* [Stated goal]:
Output the stretch of lines from the one containing "Practice. Place a marker on each instance of the wooden" through the one containing "x=159 y=292", both included, as a JSON list of strings with one string per line and blank lines omitted.

* [Data to process]:
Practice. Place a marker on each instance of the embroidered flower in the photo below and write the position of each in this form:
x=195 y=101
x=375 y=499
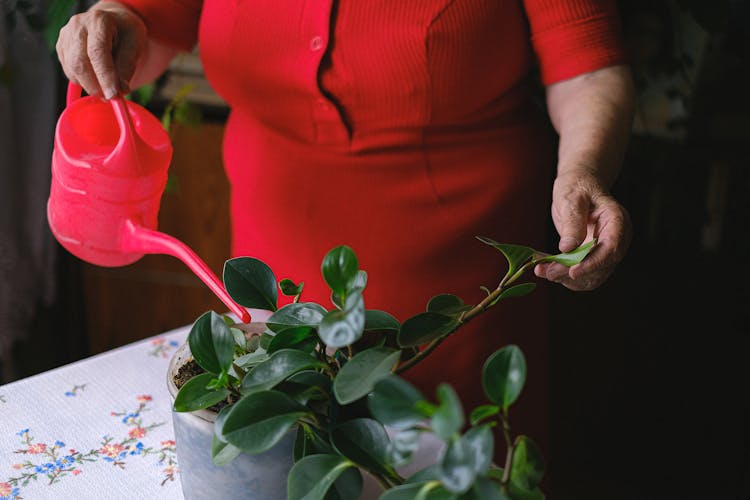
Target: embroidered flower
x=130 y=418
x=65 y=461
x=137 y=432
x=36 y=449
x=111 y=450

--

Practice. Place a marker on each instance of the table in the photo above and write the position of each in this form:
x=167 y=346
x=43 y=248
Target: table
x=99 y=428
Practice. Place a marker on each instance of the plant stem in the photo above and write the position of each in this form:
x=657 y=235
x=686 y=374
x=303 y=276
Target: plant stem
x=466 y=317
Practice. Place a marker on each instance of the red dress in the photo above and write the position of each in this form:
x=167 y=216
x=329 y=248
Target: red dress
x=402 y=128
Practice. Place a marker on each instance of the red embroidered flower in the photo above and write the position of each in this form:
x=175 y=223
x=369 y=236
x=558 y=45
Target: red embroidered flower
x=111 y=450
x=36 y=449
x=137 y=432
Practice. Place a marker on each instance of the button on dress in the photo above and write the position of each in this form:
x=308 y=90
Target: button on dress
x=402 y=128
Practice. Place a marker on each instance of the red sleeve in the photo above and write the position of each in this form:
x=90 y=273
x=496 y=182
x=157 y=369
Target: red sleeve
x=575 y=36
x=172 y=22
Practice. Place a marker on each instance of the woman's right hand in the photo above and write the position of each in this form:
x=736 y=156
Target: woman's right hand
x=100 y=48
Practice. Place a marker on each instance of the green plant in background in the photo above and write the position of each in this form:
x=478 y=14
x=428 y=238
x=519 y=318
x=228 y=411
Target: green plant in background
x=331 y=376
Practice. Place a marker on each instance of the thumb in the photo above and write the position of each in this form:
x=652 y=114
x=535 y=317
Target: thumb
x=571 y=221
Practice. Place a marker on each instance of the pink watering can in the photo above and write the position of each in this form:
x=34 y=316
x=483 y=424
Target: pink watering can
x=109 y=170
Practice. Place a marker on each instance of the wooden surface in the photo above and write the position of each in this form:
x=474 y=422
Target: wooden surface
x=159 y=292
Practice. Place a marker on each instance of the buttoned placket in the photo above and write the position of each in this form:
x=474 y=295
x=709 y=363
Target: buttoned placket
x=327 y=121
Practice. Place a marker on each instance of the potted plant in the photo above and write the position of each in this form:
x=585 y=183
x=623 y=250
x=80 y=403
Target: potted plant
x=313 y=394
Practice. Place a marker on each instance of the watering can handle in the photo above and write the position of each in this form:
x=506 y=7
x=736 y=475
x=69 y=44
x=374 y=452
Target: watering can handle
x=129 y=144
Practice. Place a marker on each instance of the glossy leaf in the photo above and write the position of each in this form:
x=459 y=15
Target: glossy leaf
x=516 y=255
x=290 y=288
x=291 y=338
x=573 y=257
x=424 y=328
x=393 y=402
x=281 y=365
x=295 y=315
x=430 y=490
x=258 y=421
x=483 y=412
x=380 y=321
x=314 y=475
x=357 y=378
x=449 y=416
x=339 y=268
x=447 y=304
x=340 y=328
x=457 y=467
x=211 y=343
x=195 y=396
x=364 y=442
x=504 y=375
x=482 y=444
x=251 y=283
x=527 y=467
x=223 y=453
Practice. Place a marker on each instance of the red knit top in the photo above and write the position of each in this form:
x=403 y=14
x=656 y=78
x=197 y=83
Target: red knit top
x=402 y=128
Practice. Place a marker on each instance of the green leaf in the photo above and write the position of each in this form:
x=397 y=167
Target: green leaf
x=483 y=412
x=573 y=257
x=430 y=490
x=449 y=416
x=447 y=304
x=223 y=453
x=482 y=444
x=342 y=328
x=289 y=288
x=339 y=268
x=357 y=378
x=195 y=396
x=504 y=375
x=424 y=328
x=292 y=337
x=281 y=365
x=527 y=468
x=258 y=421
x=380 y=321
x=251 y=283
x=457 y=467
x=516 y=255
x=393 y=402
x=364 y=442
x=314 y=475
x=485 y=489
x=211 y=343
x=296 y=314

* [Result of this exercise]:
[
  "Practice. Place a marker on each instance of the wooden surface in the photo above and write the position of each in this form:",
  "x=474 y=422",
  "Target: wooden surface",
  "x=159 y=292"
]